# Power Analysis and Sensitivity Testing

This notebook conducts post-hoc power analyses and sensitivity tests to evaluate the robustness and statistical rigor of findings from Studies 1 and 2.

In [None]:
import pandas as pd
import numpy as np
from scipy import stats
import matplotlib.pyplot as plt
import seaborn as sns
from statsmodels.stats.power import ttest_power, zt_ind_solve_power
import warnings

# Set random seed for reproducibility
np.random.seed(42)

sns.set_style('whitegrid')
warnings.filterwarnings('ignore')

In [None]:
# Load data
girls_df = pd.read_csv('../../1_data_collection/data/cleaned/girls_survey_clean.csv')
community_df = pd.read_csv('../../1_data_collection/data/cleaned/community_survey_clean.csv')

print(f"Girls survey: n={len(girls_df)}")
print(f"Community survey: n={len(community_df)}")

## Helper Functions

In [None]:
def cohens_d(group1, group2):
    """Calculate Cohen's d effect size with pooled standard deviation"""
    n1, n2 = len(group1), len(group2)
    var1, var2 = np.var(group1, ddof=1), np.var(group2, ddof=1)
    pooled_std = np.sqrt(((n1-1)*var1 + (n2-1)*var2) / (n1+n2-2))
    return (np.mean(group1) - np.mean(group2)) / pooled_std

def identify_outliers_iqr(data):
    """Identify outliers using IQR method (values beyond 1.5*IQR from quartiles)"""
    Q1 = np.percentile(data, 25)
    Q3 = np.percentile(data, 75)
    IQR = Q3 - Q1
    lower_bound = Q1 - 1.5 * IQR
    upper_bound = Q3 + 1.5 * IQR
    return (data < lower_bound) | (data > upper_bound)

def identify_outliers_zscore(data, threshold=3):
    """Identify outliers using z-score method (|z| > threshold)"""
    z_scores = np.abs(stats.zscore(data, nan_policy='omit'))
§ §
_EXERCISE TASKS_.
1: Using the power analysis notebook, decide whether each statement agrees with it, answering yes or no and quoting the exact words that decide it: (a) The random seed is set to 42. (b) The z-score outlier function uses a default threshold of 2. (c) The IQR method treats values beyond 1.5 times the IQR from the quartiles as outliers.
2: Write out the part of the power analysis notebook that opens with the words containing "return (np.mean(group1) - np.mean(group2))" and closes with "z_scores = np.abs(stats.zscore(data, nan_policy='omit'))".
The items that follow have no connection to the power analysis notebook.

[Dataset records]
§ §
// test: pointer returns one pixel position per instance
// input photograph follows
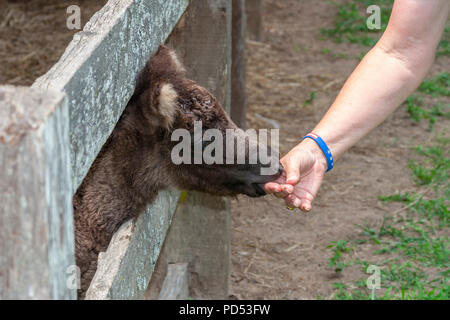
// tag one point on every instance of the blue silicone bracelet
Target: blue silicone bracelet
(323, 146)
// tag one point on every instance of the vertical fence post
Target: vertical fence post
(238, 93)
(36, 219)
(200, 230)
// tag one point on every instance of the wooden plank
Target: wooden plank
(98, 70)
(200, 231)
(176, 284)
(238, 94)
(36, 218)
(124, 270)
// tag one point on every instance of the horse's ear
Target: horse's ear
(165, 61)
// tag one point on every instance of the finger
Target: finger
(292, 168)
(272, 187)
(306, 206)
(292, 201)
(287, 188)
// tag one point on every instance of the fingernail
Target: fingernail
(292, 179)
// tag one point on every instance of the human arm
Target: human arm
(386, 76)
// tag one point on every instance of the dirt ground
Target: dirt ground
(281, 254)
(276, 253)
(33, 36)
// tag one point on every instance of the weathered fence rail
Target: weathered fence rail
(51, 133)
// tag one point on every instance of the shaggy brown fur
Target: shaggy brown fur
(135, 163)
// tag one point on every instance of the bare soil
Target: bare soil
(281, 254)
(34, 35)
(276, 253)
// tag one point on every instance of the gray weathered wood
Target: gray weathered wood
(36, 219)
(238, 93)
(176, 284)
(254, 11)
(200, 231)
(124, 270)
(98, 69)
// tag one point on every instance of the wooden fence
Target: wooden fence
(51, 133)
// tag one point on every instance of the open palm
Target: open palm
(301, 179)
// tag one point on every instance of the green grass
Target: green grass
(418, 111)
(410, 244)
(350, 25)
(412, 249)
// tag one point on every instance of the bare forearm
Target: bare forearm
(386, 76)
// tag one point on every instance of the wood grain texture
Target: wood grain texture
(200, 231)
(98, 69)
(238, 94)
(176, 284)
(36, 218)
(124, 270)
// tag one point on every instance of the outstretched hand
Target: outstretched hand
(304, 168)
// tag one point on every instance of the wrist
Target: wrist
(316, 152)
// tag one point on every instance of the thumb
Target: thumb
(292, 168)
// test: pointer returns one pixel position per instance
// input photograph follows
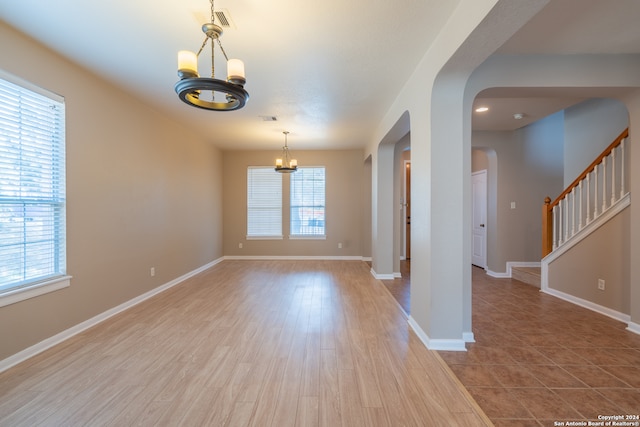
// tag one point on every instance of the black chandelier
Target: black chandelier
(191, 86)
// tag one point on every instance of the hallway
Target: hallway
(538, 359)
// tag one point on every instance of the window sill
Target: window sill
(264, 237)
(301, 237)
(13, 296)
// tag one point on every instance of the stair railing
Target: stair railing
(589, 196)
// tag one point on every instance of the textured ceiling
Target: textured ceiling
(324, 69)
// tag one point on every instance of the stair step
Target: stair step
(528, 275)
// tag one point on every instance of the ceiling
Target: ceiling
(320, 68)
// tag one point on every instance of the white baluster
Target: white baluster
(566, 218)
(580, 210)
(595, 192)
(573, 211)
(604, 184)
(588, 198)
(555, 226)
(622, 167)
(613, 177)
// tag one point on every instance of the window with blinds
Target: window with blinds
(264, 203)
(32, 185)
(307, 203)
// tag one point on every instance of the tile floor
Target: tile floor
(538, 360)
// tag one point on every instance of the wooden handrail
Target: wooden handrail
(547, 208)
(591, 167)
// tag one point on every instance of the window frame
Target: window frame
(58, 279)
(322, 236)
(276, 235)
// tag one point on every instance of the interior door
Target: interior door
(479, 219)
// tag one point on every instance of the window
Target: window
(307, 203)
(264, 203)
(32, 191)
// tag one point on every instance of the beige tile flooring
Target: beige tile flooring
(538, 360)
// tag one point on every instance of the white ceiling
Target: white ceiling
(324, 69)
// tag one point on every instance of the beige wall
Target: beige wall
(345, 204)
(603, 255)
(142, 192)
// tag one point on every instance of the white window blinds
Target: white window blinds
(264, 203)
(32, 184)
(307, 202)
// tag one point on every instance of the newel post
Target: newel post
(547, 227)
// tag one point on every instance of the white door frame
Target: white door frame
(479, 219)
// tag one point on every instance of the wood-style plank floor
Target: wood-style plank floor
(259, 343)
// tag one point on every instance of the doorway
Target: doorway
(407, 209)
(479, 219)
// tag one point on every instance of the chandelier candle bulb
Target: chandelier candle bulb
(187, 63)
(235, 72)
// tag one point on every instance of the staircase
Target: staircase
(594, 195)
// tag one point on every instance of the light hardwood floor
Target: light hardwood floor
(261, 343)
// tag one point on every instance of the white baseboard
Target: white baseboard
(633, 327)
(294, 258)
(625, 318)
(498, 275)
(380, 276)
(436, 344)
(510, 265)
(66, 334)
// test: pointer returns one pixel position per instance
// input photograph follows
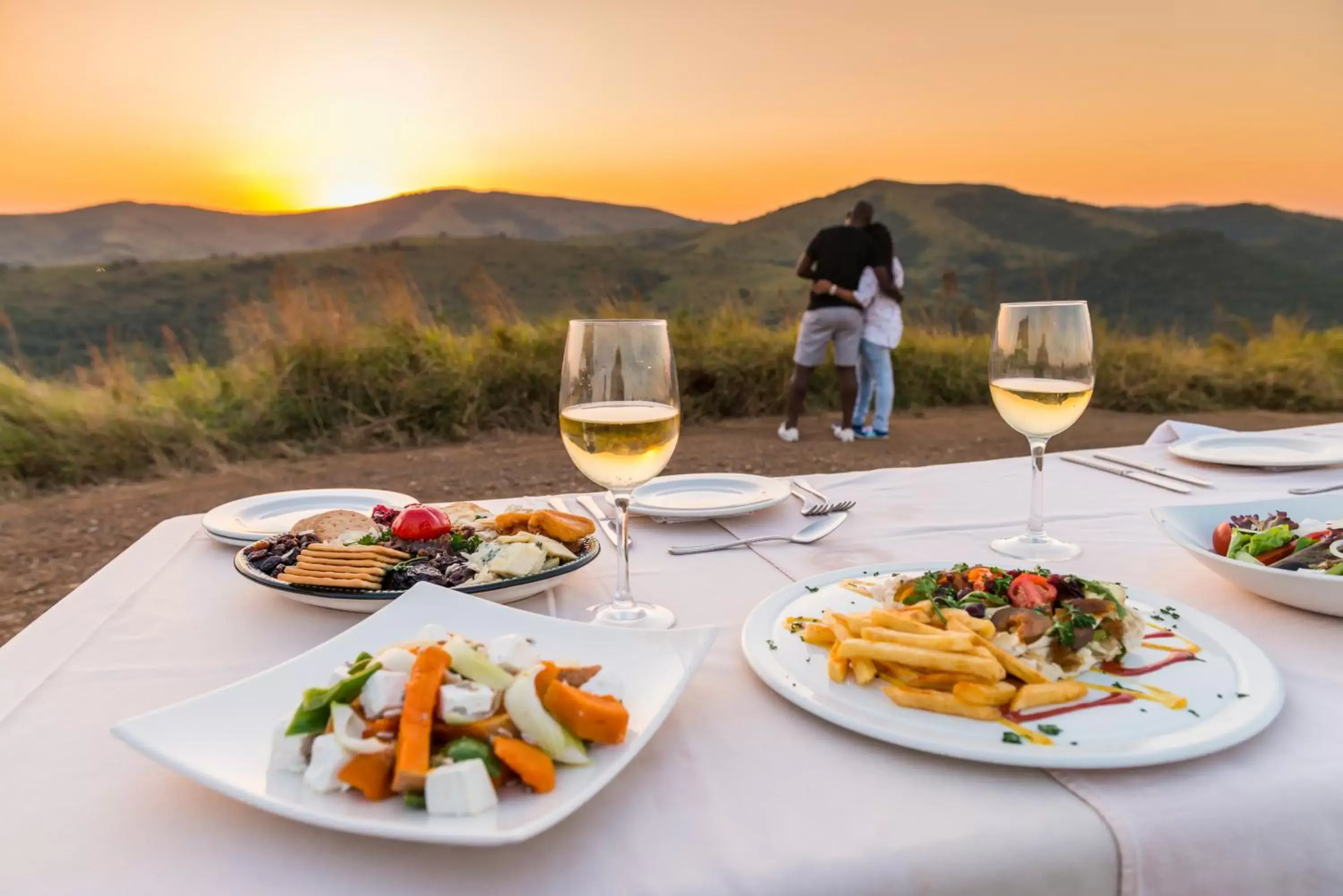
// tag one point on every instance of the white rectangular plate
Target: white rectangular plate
(1233, 694)
(222, 739)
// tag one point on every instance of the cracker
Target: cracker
(331, 584)
(346, 550)
(343, 559)
(372, 574)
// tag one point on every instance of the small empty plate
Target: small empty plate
(245, 521)
(1262, 451)
(704, 496)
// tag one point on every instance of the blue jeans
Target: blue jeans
(875, 376)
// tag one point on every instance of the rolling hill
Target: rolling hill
(965, 246)
(174, 233)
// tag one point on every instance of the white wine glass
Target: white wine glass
(621, 419)
(1041, 378)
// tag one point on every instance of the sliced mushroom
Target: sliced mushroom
(1028, 624)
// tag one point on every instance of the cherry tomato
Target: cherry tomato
(1031, 590)
(421, 525)
(1270, 558)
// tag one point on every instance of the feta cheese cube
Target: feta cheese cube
(513, 653)
(288, 753)
(327, 762)
(460, 789)
(465, 702)
(385, 691)
(606, 684)
(397, 660)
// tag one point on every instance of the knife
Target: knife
(1158, 471)
(1127, 474)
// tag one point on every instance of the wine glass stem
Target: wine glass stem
(1036, 523)
(624, 597)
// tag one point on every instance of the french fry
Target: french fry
(1008, 661)
(954, 641)
(984, 628)
(895, 674)
(920, 657)
(945, 682)
(818, 635)
(899, 621)
(1044, 695)
(982, 695)
(837, 667)
(943, 703)
(855, 621)
(864, 670)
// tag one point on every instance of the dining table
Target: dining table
(740, 792)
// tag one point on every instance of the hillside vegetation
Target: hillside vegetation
(316, 372)
(966, 247)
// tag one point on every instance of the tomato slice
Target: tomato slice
(1032, 590)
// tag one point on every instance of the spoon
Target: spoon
(806, 535)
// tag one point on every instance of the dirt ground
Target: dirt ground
(93, 526)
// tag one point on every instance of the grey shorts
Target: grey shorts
(822, 325)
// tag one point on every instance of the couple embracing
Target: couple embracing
(855, 303)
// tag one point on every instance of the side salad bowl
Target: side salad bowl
(1192, 527)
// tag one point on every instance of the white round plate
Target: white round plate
(1262, 451)
(245, 521)
(1190, 526)
(704, 496)
(1236, 692)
§ §
_RESULTS IN ORDER_.
1:
(a) Yes: "np.random.seed(42)"
(b) No: "threshold=3"
(c) Yes: "values beyond 1.5*IQR from quartiles"

2:
return (np.mean(group1) - np.mean(group2)) / pooled_std

def identify_outliers_iqr(data):
    """Identify outliers using IQR method (values beyond 1.5*IQR from quartiles)"""
    Q1 = np.percentile(data, 25)
    Q3 = np.percentile(data, 75)
    IQR = Q3 - Q1
    lower_bound = Q1 - 1.5 * IQR
    upper_bound = Q3 + 1.5 * IQR
    return (data < lower_bound) | (data > upper_bound)

def identify_outliers_zscore(data, threshold=3):
    """Identify outliers using z-score method (|z| > threshold)"""
    z_scores = np.abs(stats.zscore(data, nan_policy='omit'))